#### TASK GOAL:
Count the lines in the text below that contain the string "bridge", and give only the number.

Begin GIVEN INFORMATION

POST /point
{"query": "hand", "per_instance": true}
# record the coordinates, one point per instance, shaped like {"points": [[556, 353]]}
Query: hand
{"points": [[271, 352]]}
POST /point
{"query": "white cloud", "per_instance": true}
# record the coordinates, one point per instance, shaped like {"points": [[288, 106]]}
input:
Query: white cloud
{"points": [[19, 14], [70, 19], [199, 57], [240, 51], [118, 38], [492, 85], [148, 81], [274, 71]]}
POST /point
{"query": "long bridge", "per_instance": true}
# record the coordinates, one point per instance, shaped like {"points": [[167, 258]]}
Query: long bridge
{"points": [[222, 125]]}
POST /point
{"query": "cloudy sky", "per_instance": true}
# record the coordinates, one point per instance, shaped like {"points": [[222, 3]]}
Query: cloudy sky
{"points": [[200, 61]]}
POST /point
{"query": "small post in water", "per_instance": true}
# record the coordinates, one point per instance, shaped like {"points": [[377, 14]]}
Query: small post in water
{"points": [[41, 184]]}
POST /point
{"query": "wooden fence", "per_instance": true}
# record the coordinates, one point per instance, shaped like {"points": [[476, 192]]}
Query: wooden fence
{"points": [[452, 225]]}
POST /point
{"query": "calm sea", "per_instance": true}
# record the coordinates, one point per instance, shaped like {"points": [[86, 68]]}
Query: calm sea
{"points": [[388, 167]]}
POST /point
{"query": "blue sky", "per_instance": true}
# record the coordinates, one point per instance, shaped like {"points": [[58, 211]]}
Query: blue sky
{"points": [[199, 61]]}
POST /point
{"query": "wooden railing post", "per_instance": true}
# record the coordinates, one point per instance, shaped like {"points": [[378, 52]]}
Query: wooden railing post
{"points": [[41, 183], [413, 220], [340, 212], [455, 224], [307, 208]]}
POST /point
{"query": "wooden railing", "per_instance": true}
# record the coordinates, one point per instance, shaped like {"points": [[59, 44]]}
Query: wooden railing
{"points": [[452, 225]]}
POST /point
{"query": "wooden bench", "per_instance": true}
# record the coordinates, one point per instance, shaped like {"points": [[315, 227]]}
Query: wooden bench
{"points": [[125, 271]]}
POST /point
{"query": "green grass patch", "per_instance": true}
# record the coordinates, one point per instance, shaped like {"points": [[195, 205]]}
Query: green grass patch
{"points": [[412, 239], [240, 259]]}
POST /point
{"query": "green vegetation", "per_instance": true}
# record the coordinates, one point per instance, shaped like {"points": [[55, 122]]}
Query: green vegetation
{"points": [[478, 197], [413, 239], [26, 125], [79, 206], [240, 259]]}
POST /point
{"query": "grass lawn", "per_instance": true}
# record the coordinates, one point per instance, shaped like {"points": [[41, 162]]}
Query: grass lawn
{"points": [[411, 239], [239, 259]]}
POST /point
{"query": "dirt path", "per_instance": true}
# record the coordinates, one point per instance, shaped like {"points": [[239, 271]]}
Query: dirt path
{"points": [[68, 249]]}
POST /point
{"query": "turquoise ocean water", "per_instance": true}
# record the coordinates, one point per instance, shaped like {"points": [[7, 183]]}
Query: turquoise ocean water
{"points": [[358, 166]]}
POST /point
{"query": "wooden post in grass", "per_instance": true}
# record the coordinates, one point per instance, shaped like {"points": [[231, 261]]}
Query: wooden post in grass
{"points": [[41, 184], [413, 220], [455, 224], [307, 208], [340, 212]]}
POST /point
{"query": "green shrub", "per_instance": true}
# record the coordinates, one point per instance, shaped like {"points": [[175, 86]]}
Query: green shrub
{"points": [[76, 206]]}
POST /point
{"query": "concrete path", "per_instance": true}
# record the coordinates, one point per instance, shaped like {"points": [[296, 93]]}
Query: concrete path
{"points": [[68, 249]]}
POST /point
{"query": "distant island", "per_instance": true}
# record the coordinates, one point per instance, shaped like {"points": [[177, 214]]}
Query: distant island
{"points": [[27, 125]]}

End GIVEN INFORMATION

#### RESULT OF THE EXERCISE:
2